Would you return the lines between the one holding "grass field, one" and the one holding "on the dark", inclusive, and only those, exactly as they stand in the listing below?

▶ Data for this task:
>>>>>

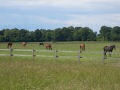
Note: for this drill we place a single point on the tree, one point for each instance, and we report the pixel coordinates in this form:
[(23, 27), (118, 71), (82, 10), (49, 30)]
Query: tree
[(116, 33), (105, 33)]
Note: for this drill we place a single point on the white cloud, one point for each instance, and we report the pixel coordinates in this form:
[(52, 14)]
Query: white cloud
[(83, 4)]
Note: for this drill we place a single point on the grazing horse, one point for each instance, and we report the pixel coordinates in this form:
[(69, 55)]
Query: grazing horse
[(41, 43), (48, 46), (108, 49), (24, 43), (82, 47), (9, 45)]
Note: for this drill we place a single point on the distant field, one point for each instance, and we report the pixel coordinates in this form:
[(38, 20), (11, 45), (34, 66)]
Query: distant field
[(22, 73)]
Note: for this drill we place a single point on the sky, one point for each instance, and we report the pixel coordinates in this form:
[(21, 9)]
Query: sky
[(51, 14)]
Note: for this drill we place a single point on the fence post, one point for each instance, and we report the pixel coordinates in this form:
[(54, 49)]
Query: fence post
[(79, 55), (11, 52), (33, 54), (56, 56)]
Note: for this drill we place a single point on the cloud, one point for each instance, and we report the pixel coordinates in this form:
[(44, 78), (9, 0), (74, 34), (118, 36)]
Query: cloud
[(58, 13), (83, 4)]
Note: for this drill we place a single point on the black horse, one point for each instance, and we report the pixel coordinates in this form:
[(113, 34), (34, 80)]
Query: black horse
[(108, 49)]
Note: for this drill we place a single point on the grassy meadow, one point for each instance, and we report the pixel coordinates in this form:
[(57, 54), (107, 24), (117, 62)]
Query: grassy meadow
[(46, 73)]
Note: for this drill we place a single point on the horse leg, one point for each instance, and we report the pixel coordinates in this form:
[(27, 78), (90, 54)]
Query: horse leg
[(110, 54)]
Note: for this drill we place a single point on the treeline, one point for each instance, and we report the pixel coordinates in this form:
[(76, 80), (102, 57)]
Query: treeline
[(60, 34)]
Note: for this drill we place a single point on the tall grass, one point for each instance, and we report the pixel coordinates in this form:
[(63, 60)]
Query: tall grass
[(23, 73)]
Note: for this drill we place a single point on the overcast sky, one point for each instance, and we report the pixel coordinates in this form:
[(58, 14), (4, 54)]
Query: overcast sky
[(50, 14)]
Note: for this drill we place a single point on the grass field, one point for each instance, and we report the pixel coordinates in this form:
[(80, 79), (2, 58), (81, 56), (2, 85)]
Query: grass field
[(23, 73)]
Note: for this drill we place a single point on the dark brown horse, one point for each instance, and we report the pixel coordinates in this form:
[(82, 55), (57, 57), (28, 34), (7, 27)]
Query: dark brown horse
[(41, 43), (24, 43), (108, 49), (9, 45), (82, 47), (48, 46)]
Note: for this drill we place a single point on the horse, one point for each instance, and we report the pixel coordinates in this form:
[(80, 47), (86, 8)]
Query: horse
[(108, 49), (82, 47), (41, 43), (24, 43), (9, 44), (48, 46)]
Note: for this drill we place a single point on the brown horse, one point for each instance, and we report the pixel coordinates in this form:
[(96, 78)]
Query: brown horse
[(48, 46), (9, 45), (41, 43), (108, 49), (82, 47), (24, 43)]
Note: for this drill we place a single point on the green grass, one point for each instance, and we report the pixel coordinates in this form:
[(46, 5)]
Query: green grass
[(24, 73)]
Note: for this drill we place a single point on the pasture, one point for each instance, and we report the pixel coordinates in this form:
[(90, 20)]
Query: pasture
[(45, 73)]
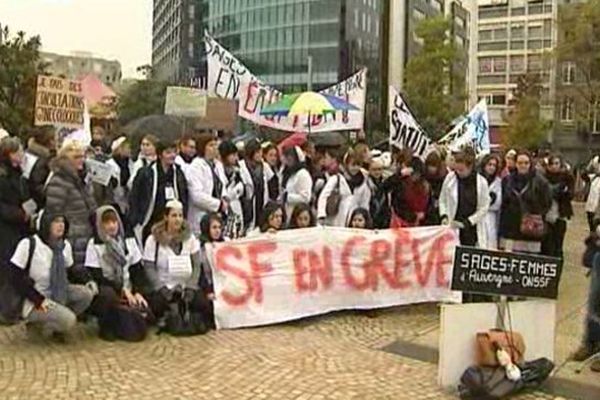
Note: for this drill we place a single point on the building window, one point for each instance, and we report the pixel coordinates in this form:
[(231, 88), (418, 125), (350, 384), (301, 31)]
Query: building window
[(517, 63), (485, 65), (568, 72), (566, 109)]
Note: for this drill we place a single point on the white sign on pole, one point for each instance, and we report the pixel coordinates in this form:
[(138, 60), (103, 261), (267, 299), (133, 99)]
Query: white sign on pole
[(275, 278), (229, 78), (405, 131), (474, 130)]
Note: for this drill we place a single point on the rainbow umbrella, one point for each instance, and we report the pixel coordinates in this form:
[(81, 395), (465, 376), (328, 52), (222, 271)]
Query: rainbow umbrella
[(307, 103)]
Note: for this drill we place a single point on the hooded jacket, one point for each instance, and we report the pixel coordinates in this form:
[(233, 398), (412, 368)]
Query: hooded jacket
[(100, 268), (13, 222), (69, 195)]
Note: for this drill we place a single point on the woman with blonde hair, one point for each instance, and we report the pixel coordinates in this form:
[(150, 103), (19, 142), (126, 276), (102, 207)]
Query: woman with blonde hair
[(69, 193)]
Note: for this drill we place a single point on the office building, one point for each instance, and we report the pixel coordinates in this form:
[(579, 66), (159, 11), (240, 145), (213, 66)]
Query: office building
[(80, 64), (276, 39), (177, 36), (514, 38)]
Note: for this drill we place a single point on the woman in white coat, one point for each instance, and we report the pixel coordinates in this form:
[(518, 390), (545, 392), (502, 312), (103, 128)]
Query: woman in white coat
[(465, 200), (351, 184), (296, 181), (490, 170), (205, 188)]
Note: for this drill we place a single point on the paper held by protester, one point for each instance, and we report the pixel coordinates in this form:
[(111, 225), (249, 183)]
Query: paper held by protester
[(277, 278)]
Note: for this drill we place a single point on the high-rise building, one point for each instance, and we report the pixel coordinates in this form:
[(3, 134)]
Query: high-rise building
[(403, 43), (177, 40), (276, 40), (514, 38), (79, 64)]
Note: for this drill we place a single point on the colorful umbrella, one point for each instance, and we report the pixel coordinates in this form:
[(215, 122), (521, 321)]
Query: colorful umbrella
[(307, 103)]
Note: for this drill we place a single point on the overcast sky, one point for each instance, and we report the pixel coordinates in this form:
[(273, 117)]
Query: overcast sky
[(113, 29)]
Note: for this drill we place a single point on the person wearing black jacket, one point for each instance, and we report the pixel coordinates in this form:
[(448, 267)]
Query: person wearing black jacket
[(41, 148), (110, 259), (52, 301), (562, 186), (153, 187), (524, 192), (14, 193), (379, 206)]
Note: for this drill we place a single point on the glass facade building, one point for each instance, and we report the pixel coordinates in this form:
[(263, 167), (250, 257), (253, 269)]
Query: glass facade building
[(275, 39)]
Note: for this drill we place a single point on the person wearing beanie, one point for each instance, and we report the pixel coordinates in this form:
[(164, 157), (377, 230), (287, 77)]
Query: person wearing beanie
[(256, 191), (233, 190), (153, 187), (122, 166)]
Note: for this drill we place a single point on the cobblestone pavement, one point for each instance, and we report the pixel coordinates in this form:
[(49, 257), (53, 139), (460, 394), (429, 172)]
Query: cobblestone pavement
[(336, 356)]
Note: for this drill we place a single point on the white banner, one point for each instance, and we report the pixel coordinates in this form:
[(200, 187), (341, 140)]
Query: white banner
[(472, 130), (229, 78), (276, 278), (405, 131)]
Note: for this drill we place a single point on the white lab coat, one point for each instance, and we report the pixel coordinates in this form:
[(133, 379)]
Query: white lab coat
[(349, 202), (449, 205), (246, 176), (492, 218), (200, 187), (298, 190)]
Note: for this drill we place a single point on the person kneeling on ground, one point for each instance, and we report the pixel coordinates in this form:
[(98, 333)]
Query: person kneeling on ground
[(172, 262), (110, 256), (52, 303)]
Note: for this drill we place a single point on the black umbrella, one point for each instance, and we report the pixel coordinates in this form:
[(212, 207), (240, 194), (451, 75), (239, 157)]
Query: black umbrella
[(165, 127)]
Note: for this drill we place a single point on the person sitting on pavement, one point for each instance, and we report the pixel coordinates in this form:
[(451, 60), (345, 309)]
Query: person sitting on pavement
[(52, 303), (360, 219), (302, 217), (172, 261), (109, 259), (271, 221)]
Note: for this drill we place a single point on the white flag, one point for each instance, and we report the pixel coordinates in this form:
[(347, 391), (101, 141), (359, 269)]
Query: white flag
[(405, 131), (473, 129)]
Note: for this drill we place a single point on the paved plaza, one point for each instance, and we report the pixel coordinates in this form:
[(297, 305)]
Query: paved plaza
[(336, 356)]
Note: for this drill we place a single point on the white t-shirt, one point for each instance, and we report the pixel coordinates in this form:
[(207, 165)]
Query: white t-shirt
[(168, 276), (94, 258), (41, 263)]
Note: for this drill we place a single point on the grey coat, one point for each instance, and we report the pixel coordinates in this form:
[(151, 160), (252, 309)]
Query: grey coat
[(67, 194)]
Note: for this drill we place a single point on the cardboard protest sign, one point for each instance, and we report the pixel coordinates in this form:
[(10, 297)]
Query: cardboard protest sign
[(229, 78), (276, 278), (405, 131), (185, 102), (510, 274), (473, 130), (58, 102)]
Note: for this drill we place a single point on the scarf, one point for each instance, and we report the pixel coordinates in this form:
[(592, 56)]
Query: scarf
[(123, 164), (58, 274), (116, 256), (355, 181)]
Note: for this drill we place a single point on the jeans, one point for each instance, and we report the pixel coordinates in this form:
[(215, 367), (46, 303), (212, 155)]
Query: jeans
[(59, 318), (592, 328)]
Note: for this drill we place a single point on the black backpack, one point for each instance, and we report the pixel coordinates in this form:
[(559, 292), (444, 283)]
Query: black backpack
[(182, 321), (123, 323), (11, 301)]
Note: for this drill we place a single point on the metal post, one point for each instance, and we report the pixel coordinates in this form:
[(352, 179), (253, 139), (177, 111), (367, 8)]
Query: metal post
[(309, 73)]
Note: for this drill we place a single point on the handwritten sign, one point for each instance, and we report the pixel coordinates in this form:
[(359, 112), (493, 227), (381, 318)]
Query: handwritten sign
[(510, 274), (276, 277), (58, 102), (100, 172), (405, 132), (230, 79), (185, 102)]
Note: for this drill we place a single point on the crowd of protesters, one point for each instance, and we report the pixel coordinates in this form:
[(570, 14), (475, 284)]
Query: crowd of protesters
[(137, 242)]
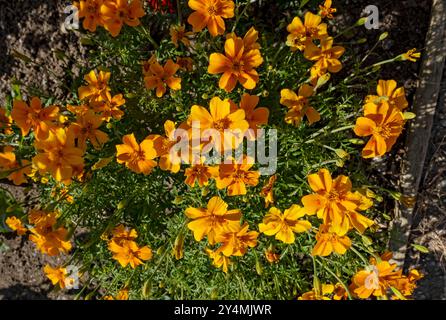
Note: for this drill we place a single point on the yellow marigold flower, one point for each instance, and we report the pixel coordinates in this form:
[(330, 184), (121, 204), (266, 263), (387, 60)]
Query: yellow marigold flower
[(219, 260), (121, 234), (178, 34), (17, 171), (40, 119), (160, 77), (388, 92), (384, 124), (236, 176), (146, 65), (222, 119), (237, 65), (235, 240), (185, 63), (271, 256), (128, 252), (283, 226), (136, 157), (90, 10), (267, 191), (411, 55), (110, 108), (256, 117), (210, 221), (119, 12), (123, 294), (326, 11), (249, 40), (335, 203), (97, 88), (169, 158), (58, 276), (318, 293), (15, 224), (200, 173), (5, 122), (329, 242), (327, 56), (301, 34), (59, 156), (299, 105), (178, 246), (86, 128), (49, 239), (374, 280), (210, 13)]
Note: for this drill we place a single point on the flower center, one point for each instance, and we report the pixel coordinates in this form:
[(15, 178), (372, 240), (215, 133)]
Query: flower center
[(212, 10), (222, 124)]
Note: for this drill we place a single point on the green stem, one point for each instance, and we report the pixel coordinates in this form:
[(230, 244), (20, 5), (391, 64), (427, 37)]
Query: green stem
[(337, 278)]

<<<<<

▶ Response:
Note: for this drill we place a single point on the grass field, one point for each instance, and we report the pixel coordinates in this form:
[(80, 79), (2, 58), (81, 56), (2, 85)]
Query: grass field
[(23, 73)]
Note: for this drill we place a single point on the dark brown horse, one point for each instance, and we report the pixel coordinates in this form:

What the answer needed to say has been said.